洛谷P2045 方格取数加强版(费用流)

题意

题目链接

Sol

这题能想到费用流就不难做了

从S向(1, 1)连费用为0,流量为K的边

从(n, n)向T连费用为0,流量为K的边

对于每个点我们可以拆点限流,同时为了保证每个点只被经过一次,需要拆点。

对于拆出来的每个点,在其中连两条边,一条为费用为点权,流量为1,另一条费用为0,流量为INF

相邻两个点之间连费用为0,流量为INF的边。

跑最大费用最大流即可

#include<bits/stdc++.h> 
#define Pair pair<int, int>
#define MP(x, y) make_pair(x, y)
#define fi first
#define se second
#define int long long 
#define LL long long 
#define Fin(x) {freopen(#x".in","r",stdin);}
#define Fout(x) {freopen(#x".out","w",stdout);}
//#define getchar() (p1 == p2 && (p2 = (p1 = buf) + fread(buf, 1, 1<<22, stdin), p1 == p2) ? EOF : *p1++)
//char buf[(1 << 22)], *p1 = buf, *p2 = buf;
using namespace std;
const int MAXN = 51, MAX = 1e5 + 10, mod = 1e9 + 7, INF = 1e9 + 10;
const double eps = 1e-9, PI = acos(-1);
template <typename A, typename B> inline bool chmin(A &a, B b){if(a > b) {a = b; return 1;} return 0;}
template <typename A, typename B> inline bool chmax(A &a, B b){if(a < b) {a = b; return 1;} return 0;}
template <typename A, typename B> inline LL add(A x, B y) {if(x + y < 0) return x + y + mod; return x + y >= mod ? x + y - mod : x + y;}
template <typename A, typename B> inline void add2(A &x, B y) {if(x + y < 0) x = x + y + mod; else x = (x + y >= mod ? x + y - mod : x + y);}
template <typename A, typename B> inline LL mul(A x, B y) {return 1ll * x * y % mod;}
template <typename A, typename B> inline void mul2(A &x, B y) {x = (1ll * x * y % mod + mod) % mod;}
template <typename A> inline void debug(A a){cout << a << '\n';}
template <typename A> inline LL sqr(A x){return 1ll * x * x;}
inline int read() {
    char c = getchar(); int x = 0, f = 1;
    while(c < '0' || c > '9') {if(c == '-') f = -1; c = getchar();}
    while(c >= '0' && c <= '9') x = (x * 10 + c - '0') % mod, c = getchar();
    return x * f;
}
int N, K, S = 0, T = 1e5 - 1, a[MAXN][MAXN], dis[MAX], vis[MAX], Pre[MAX], id[MAXN][MAXN][2], cnt, MaxCost;
struct Edge {
	int u, v, w, f, nxt;
}E[MAX];
int head[MAX], num;
inline void add_edge(int x, int y, int w, int f) {
	E[num] = (Edge) {x, y, w, f, head[x]};
	head[x] = num++;
}
inline void AE(int x, int y, int w, int f) {
	add_edge(x, y, w, f);
	add_edge(y, x, -w, 0);
}
bool SPFA() {
    queue<int> q; q.push(S);
    memset(dis, -0x3f, sizeof(dis));
    memset(vis, 0, sizeof(vis));
    dis[S] = 0;
    while(!q.empty()) {
        int p = q.front(); q.pop(); vis[p] = 0;
        for(int i = head[p]; ~i; i = E[i].nxt) {
            int to = E[i].v;
            if(E[i].f && dis[to] < dis[p] + E[i].w) {
                dis[to] = dis[p] + E[i].w; Pre[to] = i;
                if(!vis[to]) vis[to] = 1, q.push(to);
            }
        }
    }
    return dis[T] > -INF;
}
void F() {
    int canflow = INF;
    for(int i = T; i != S; i = E[Pre[i]].u) chmin(canflow, E[Pre[i]].f);
    for(int i = T; i != S; i = E[Pre[i]].u) E[Pre[i]].f -= canflow, E[Pre[i] ^ 1].f += canflow;
    MaxCost += canflow * dis[T];
}
void MCMF() {
	while(SPFA()) F();
}
signed main() {
//	freopen("a.in", "r", stdin);
	memset(head, -1, sizeof(head));
	N = read(); K = read();
	for(int i = 1; i <= N; i++)

数据部分 =
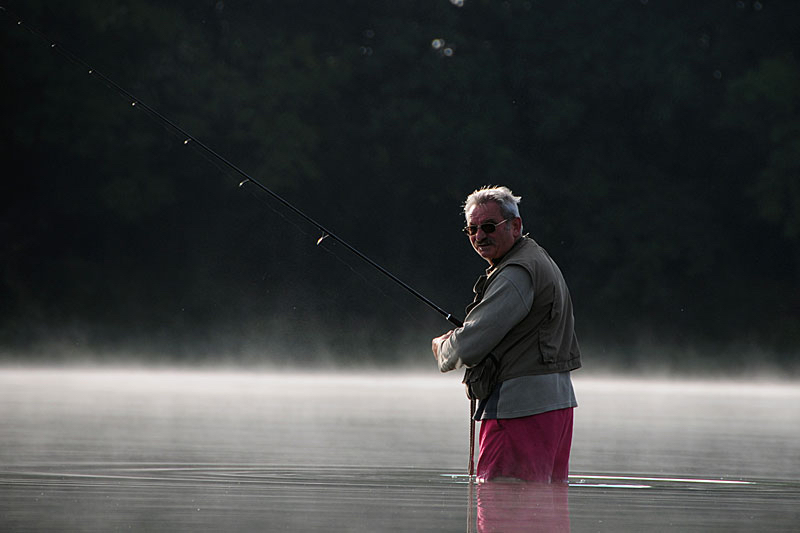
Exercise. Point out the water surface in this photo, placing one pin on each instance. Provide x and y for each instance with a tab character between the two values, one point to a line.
162	450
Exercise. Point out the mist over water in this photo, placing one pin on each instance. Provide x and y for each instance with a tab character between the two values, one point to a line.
179	450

指令 A =
按这篇题解的做法，建好图之后最后要跑什么算法？
指令 B =
更新这篇题解从“从(n, n)向T连费用为0,流量为K的边”到“y) make_pair(x, y)”的部分，把其中的“流量”全部换成“容量”后写出。

任务答案 A =
最大费用最大流。

任务答案 B =
从(n, n)向T连费用为0,容量为K的边

对于每个点我们可以拆点限流,同时为了保证每个点只被经过一次,需要拆点。

对于拆出来的每个点,在其中连两条边,一条为费用为点权,容量为1,另一条费用为0,容量为INF

相邻两个点之间连费用为0,容量为INF的边。

跑最大费用最大流即可

#include<bits/stdc++.h> 
#define Pair pair<int, int>
#define MP(x, y) make_pair(x, y)